◆ To be done
• a. In the case summary, what sum did the defendant's counterclaim seek for property damage?
• b. Write out the part of the case summary between "The defendant further" and "cause the collision.", inclusive.

◆ Selected passage

Ashbrook v. Willis

100 S.W.2d 943 | Mo. Ct. App. | 1937

This is an action for damages arising out of an automobile collision in the intersection of Valley Road and 63rd Streets in Kansas City, Missouri.

The plaintiff alleges that when he was in the intersection of Valley Road and 63rd Street and proceeding westwardly on 63rd Street, the defendant's servant, while driving defendant's automobile truck on Valley Road in a northern direction, so carelessly and negligently operated said automobile truck as to cause same to come into violent collision with plaintiff, permanently injuring him.

Plaintiff sued in two counts, the first count for personal injuries in the sum of $10,000 and in the second count for damages to his car in sum of $1056.30, all alleged as direct result of aforesaid negligence of defendant.

The defendant answered as to both counts by a general denial and plea of contributory negligence.

The defendant further pleading by way of counterclaim alleges, that at said time and place the plaintiff so negligently and carelessly operated his automobile as to thereby cause same to come into violent collision with defendant's car and thereby directly cause the collision.

Defendant further alleges that directly due to plaintiff's negligence aforesaid, he was caused property damage in the total amount of $2733 for which he prays judgment.

Plaintiff filed reply of general denial as to defendant's answer and counterclaim.

◆ Region annotation entries

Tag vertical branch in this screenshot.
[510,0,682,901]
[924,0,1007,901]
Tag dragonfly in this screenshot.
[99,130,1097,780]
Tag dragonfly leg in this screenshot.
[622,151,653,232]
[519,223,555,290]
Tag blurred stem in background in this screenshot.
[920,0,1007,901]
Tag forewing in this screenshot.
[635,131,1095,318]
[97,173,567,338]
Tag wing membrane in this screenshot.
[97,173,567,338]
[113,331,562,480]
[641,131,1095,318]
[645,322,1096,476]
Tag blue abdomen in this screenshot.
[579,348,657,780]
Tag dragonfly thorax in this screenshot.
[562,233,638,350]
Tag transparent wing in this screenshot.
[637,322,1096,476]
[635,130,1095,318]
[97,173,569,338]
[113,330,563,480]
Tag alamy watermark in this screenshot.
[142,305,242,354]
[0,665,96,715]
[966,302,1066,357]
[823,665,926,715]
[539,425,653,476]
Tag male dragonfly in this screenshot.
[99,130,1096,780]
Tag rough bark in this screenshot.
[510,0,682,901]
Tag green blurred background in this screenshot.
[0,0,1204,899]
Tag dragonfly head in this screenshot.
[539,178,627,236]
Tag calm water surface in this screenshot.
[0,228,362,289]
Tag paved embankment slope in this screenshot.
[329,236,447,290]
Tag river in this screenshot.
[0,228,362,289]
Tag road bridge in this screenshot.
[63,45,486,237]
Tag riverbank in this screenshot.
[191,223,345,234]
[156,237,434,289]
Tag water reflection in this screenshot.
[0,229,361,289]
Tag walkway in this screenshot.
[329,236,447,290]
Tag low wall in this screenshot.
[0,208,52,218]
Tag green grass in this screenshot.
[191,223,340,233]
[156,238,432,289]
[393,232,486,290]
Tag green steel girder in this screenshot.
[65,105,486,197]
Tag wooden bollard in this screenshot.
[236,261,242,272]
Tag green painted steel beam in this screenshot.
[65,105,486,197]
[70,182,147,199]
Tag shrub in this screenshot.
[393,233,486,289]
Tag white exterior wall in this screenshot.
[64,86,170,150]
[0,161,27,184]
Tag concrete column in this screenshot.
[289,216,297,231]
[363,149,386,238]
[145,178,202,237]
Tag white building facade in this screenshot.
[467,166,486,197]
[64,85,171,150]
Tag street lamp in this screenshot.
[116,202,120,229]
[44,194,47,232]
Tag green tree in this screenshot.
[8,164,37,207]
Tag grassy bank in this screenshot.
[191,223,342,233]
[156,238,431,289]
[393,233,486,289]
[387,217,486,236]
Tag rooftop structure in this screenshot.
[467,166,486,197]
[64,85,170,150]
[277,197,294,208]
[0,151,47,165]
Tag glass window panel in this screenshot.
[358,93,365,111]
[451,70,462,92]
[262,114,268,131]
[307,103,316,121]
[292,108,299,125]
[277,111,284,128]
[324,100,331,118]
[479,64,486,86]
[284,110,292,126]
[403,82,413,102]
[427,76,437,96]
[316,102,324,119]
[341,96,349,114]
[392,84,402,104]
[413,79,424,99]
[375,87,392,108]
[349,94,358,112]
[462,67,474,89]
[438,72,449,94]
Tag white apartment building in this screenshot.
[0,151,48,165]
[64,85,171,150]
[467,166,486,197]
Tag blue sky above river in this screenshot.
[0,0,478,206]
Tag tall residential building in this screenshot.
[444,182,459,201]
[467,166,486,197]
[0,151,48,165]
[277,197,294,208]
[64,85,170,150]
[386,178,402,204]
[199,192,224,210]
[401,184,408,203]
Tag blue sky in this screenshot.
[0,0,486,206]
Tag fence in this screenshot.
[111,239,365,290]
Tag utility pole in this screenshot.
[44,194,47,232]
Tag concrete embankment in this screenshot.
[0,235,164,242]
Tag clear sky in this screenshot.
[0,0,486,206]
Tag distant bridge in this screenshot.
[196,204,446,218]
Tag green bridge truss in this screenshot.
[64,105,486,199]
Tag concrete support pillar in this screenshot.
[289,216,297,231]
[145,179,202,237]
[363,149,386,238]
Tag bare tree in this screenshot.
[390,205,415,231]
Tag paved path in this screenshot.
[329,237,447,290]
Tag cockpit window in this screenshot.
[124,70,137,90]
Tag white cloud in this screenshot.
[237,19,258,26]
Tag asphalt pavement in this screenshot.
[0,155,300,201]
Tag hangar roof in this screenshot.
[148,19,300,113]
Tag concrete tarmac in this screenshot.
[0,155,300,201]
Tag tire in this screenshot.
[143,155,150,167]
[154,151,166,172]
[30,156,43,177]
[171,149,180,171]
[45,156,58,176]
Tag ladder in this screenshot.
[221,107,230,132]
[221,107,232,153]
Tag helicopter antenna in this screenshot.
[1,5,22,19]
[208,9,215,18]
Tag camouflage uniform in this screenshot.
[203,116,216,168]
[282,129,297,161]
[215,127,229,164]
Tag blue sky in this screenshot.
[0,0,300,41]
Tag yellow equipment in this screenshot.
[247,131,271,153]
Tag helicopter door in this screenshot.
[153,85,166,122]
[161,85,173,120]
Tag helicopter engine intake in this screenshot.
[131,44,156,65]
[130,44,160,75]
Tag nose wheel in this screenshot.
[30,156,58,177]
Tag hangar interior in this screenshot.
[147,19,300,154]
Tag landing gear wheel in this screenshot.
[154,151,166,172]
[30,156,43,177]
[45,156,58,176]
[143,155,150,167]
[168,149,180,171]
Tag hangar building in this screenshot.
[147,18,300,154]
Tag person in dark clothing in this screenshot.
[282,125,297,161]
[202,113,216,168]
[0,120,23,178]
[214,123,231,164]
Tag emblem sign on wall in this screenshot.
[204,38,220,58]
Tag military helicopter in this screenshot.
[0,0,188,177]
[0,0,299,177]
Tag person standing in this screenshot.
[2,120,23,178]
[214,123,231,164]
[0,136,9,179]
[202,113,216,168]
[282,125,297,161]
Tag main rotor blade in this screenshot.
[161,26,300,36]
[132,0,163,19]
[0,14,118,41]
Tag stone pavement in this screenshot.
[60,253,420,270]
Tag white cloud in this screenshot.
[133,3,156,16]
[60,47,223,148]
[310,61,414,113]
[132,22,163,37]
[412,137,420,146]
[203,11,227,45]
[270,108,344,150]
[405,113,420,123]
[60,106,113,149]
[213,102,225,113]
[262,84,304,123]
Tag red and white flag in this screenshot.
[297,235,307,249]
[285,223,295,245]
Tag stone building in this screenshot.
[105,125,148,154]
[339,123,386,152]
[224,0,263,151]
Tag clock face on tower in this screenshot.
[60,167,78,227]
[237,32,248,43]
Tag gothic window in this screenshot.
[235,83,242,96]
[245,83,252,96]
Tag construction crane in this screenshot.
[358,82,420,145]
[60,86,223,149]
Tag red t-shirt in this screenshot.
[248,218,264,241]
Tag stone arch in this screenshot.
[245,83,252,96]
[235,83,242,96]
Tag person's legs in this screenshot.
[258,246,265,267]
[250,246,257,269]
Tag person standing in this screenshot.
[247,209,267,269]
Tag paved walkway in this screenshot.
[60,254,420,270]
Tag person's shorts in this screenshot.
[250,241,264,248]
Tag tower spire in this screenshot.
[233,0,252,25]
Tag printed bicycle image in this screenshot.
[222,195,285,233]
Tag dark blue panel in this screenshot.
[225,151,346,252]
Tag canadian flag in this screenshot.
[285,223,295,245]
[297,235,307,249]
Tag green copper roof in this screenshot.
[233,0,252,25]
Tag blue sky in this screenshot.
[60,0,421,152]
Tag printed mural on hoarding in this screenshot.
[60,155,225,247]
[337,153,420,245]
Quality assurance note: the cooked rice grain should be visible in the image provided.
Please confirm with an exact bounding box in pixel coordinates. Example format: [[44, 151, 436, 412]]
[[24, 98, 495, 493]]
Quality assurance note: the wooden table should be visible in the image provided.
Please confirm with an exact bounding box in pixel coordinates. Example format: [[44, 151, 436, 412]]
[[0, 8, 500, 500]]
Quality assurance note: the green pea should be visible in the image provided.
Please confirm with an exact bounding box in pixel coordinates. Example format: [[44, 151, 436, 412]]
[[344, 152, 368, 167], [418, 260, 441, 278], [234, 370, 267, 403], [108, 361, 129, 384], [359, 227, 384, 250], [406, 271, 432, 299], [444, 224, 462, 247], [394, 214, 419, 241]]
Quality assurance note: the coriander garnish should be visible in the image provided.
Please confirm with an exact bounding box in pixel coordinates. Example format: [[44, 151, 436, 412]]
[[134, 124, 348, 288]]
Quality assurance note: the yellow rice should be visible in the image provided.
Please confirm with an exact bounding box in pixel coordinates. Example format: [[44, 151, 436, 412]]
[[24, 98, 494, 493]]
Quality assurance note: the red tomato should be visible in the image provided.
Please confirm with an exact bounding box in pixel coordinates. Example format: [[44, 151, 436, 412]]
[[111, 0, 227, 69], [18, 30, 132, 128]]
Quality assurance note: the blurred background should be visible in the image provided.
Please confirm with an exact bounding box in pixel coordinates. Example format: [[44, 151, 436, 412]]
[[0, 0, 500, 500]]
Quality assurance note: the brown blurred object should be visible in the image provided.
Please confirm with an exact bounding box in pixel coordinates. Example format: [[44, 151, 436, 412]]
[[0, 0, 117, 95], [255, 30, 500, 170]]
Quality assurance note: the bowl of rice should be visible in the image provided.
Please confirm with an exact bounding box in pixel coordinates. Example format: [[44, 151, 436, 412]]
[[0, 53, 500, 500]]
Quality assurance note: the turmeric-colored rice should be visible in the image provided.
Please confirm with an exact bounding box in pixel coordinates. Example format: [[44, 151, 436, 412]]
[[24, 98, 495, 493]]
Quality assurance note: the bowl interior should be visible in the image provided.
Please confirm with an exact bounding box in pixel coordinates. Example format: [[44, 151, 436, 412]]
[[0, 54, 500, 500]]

◆ Results for the exercise
• a. $2733

• b.
The defendant further pleading by way of counterclaim alleges, that at said time and place the plaintiff so negligently and carelessly operated his automobile as to thereby cause same to come into violent collision with defendant's car and thereby directly cause the collision.